**Excerpt to read**
For the language itself, this work is exciting because new possibilities for Yiddish and Jewishness emerge when they encounter Blackness, including when they are enacted and affected by Black Yiddish speakers, among them Black Jews. The shifting, multifaceted beauty of diasporic Jewish languages and cultures lies in our rooted encounter, contribution, and interchange with neighboring peoples, ways, and tongues.

But that process has been stunted in America by whiteness. As James Baldwin famously said, “There is no white community.” Whiteness (by which I mean, that which systemic racism grants to and demands from white people) is a fortress, squatting angry and alone. Forgetful of its crimes, and lacking all sense of obligation (let alone belonging) to the past or the future, it nonetheless suspects that a reckoning is long overdue, and it is frightened. So it shuts its gates, arms itself to the teeth, and takes what it pleases. There is no creative encounter to be had with whiteness, only dominance and erasure. The rise of whiteness and bourgeois aspirations in Jewish communities; white Jews’ segregation from communities of color, including Jews of color; the Holocaust and its (racist) destruction of Jews and Jewishness—all of these have stunted our diasporic encounter in America. In the Yiddish world, we can and must ensure that opportunities to learn Yiddish are accessible to Black students and that Yiddish vocabulary is available for describing Black people, Blackness, and Black racial justice movements in a dignified and respectful manner.

**Work to complete**
Copy out the passage above on Yiddish, Blackness, and whiteness in full, word for word, keeping its paragraph break.

**Data excerpts**
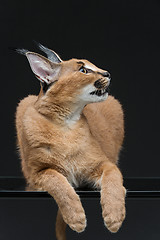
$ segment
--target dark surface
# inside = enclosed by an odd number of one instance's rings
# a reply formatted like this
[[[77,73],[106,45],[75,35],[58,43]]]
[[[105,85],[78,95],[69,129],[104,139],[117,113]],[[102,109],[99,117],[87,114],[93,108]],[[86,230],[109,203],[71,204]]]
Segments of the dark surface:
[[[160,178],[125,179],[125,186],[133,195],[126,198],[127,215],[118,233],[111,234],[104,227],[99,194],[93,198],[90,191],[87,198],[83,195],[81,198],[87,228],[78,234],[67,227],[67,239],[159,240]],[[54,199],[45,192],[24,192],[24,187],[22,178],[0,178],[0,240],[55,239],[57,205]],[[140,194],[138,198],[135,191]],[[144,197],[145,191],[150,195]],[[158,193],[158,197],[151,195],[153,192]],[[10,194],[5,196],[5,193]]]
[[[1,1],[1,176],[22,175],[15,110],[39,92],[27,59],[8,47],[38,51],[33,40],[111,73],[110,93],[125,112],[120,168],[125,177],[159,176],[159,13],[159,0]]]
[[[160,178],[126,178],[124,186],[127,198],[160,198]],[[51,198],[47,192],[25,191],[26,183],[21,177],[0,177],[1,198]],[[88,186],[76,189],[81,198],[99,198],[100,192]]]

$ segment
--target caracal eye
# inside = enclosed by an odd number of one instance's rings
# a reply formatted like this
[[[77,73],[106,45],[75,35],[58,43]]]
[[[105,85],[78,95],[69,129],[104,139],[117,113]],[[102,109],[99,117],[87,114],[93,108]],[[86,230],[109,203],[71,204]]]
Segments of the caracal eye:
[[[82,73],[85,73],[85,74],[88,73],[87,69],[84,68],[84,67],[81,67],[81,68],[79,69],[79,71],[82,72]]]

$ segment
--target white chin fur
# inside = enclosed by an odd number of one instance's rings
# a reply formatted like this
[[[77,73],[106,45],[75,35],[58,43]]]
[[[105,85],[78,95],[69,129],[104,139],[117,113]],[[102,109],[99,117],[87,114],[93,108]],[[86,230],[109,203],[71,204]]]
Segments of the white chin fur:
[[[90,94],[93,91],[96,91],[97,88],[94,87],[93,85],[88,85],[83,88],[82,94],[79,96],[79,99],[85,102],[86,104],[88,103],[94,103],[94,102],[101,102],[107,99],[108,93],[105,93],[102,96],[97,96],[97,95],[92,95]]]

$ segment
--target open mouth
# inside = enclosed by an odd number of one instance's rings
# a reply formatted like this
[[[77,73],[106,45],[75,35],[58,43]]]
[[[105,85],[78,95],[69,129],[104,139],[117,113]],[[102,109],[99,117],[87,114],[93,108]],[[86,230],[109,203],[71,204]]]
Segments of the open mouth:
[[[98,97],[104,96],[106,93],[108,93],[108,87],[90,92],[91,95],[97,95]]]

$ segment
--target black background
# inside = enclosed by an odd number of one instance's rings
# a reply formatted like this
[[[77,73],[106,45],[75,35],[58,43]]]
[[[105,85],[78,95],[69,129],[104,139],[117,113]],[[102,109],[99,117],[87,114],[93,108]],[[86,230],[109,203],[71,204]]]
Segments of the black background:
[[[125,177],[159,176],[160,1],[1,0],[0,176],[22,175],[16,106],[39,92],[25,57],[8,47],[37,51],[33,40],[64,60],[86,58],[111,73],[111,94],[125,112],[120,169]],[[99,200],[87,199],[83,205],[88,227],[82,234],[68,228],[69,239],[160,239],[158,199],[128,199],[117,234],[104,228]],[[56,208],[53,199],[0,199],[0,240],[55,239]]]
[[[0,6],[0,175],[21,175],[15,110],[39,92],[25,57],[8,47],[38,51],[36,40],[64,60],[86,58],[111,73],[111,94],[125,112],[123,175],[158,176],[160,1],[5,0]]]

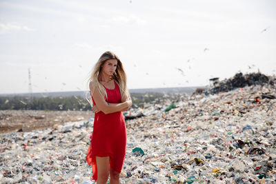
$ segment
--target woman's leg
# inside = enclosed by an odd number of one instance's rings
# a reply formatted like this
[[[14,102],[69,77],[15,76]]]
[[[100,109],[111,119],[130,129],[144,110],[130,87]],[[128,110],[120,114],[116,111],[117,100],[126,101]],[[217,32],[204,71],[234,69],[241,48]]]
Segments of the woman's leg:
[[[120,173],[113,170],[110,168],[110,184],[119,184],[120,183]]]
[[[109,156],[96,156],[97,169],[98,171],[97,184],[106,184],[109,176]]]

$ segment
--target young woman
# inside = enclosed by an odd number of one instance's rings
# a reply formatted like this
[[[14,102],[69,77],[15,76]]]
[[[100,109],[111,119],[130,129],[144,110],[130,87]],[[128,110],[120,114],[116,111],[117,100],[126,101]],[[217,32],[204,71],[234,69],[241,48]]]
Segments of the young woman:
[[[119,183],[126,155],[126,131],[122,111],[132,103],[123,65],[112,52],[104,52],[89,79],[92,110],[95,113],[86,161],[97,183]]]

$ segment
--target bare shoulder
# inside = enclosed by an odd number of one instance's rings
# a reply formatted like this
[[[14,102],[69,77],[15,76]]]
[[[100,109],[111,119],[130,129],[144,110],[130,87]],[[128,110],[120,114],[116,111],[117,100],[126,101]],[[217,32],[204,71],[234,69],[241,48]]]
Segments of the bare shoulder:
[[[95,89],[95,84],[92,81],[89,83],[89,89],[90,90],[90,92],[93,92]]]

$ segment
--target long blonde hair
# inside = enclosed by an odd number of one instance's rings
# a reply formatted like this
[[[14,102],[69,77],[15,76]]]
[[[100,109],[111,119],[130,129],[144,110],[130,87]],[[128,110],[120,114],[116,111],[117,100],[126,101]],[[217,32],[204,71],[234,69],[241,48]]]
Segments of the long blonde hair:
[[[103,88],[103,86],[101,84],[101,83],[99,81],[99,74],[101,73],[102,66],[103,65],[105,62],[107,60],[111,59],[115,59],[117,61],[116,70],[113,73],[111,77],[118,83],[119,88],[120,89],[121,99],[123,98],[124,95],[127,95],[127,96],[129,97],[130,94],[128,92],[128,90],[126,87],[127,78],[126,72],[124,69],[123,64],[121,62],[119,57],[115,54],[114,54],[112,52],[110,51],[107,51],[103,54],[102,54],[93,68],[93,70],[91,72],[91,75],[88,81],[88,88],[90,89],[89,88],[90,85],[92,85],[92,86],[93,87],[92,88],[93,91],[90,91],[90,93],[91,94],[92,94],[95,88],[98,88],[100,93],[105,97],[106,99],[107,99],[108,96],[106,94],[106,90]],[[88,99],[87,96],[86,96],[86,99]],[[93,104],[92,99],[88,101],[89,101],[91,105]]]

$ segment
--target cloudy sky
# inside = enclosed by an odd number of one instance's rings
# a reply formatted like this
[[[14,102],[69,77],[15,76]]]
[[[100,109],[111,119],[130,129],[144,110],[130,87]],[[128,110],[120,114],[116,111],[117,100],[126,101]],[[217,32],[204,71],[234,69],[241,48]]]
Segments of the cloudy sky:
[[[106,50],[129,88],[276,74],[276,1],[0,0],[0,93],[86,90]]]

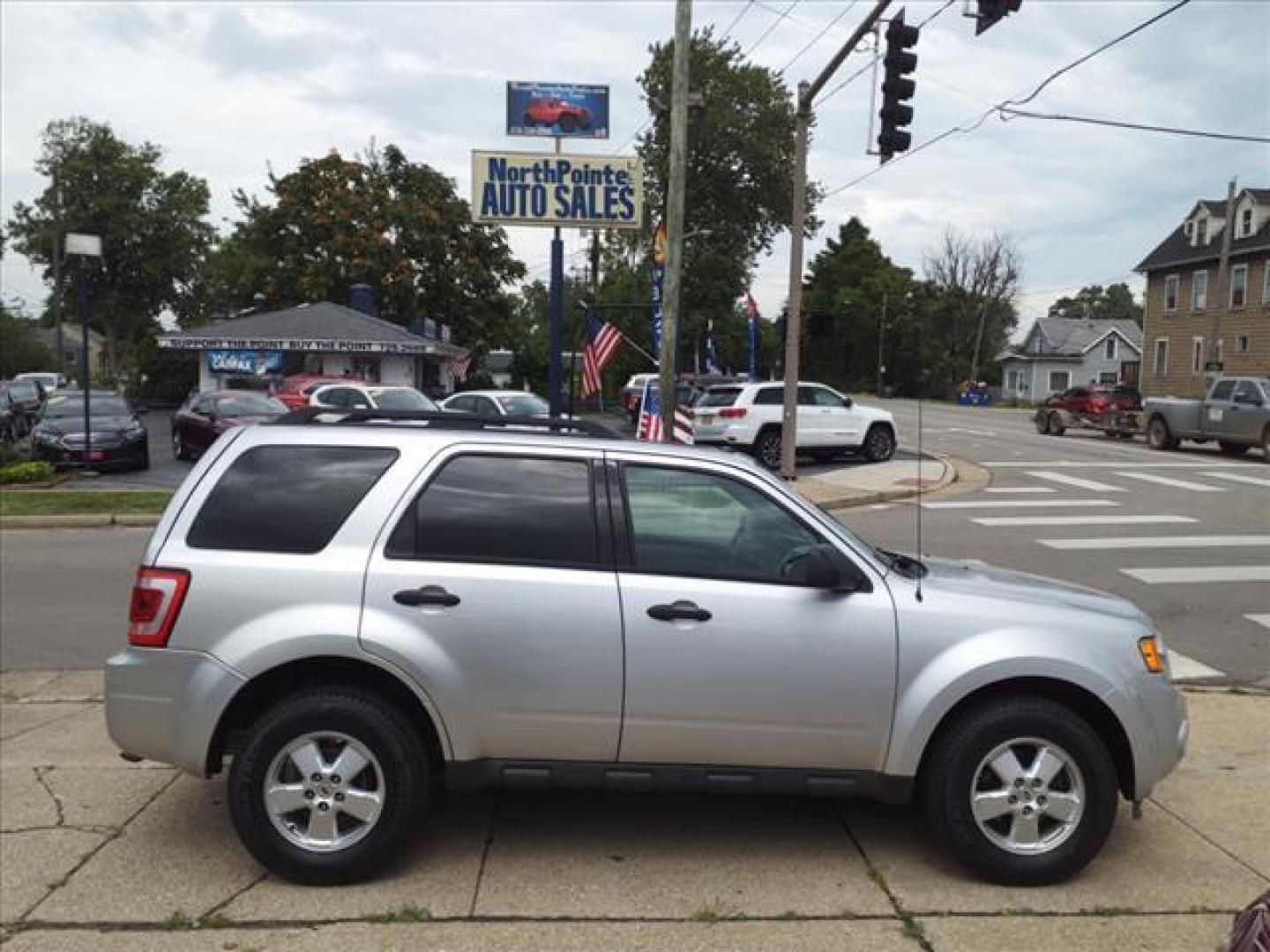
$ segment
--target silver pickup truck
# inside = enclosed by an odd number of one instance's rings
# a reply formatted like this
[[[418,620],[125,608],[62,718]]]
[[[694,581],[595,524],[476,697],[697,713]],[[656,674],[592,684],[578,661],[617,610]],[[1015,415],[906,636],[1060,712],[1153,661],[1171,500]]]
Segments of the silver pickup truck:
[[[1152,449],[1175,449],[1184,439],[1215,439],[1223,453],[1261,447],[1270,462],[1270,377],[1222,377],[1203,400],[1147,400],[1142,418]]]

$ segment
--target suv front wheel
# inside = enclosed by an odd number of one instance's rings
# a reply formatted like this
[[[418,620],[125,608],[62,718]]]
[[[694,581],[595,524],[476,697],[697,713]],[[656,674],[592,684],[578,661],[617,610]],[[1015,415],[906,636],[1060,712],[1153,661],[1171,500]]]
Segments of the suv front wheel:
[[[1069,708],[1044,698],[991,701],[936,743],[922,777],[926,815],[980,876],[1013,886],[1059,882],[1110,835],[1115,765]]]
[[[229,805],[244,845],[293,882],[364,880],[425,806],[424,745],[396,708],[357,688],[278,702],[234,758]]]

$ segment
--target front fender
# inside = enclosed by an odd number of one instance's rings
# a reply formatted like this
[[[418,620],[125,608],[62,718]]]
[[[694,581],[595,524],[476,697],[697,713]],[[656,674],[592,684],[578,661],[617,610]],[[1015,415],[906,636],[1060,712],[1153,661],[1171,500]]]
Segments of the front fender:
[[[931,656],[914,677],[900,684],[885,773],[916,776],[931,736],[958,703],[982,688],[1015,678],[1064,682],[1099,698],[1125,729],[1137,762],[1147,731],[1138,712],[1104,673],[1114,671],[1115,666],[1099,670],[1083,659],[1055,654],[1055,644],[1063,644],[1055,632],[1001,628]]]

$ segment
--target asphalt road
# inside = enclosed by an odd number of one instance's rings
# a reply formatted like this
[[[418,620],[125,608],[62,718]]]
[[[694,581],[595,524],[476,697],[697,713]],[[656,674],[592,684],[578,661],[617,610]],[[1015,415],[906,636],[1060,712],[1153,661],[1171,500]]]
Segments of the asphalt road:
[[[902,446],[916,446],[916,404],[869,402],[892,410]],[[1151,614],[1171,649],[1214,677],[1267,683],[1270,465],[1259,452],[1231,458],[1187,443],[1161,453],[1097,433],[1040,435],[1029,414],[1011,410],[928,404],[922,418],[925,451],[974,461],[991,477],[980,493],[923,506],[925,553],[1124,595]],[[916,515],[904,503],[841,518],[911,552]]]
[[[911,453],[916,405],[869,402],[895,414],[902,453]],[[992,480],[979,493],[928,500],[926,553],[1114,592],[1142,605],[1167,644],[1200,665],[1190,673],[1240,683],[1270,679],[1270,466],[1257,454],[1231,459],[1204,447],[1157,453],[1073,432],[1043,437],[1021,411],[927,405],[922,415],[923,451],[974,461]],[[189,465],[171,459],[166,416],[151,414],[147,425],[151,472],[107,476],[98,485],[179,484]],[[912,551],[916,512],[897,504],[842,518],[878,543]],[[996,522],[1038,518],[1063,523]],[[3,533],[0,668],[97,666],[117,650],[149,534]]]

**Written response**
For the language itself, this work is exciting because new possibilities for Yiddish and Jewishness emerge when they encounter Blackness, including when they are enacted and affected by Black Yiddish speakers, among them Black Jews. The shifting, multifaceted beauty of diasporic Jewish languages and cultures lies in our rooted encounter, contribution, and interchange with neighboring peoples, ways, and tongues.

But that process has been stunted in America by whiteness. As James Baldwin famously said, “There is no white community.” Whiteness (by which I mean, that which systemic racism grants to and demands from white people) is a fortress, squatting angry and alone. Forgetful of its crimes, and lacking all sense of obligation (let alone belonging) to the past or the future, it nonetheless suspects that a reckoning is long overdue, and it is frightened. So it shuts its gates, arms itself to the teeth, and takes what it pleases. There is no creative encounter to be had with whiteness, only dominance and erasure. The rise of whiteness and bourgeois aspirations in Jewish communities; white Jews’ segregation from communities of color, including Jews of color; the Holocaust and its (racist) destruction of Jews and Jewishness—all of these have stunted our diasporic encounter in America. In the Yiddish world, we can and must ensure that opportunities to learn Yiddish are accessible to Black students and that Yiddish vocabulary is available for describing Black people, Blackness, and Black racial justice movements in a dignified and respectful manner.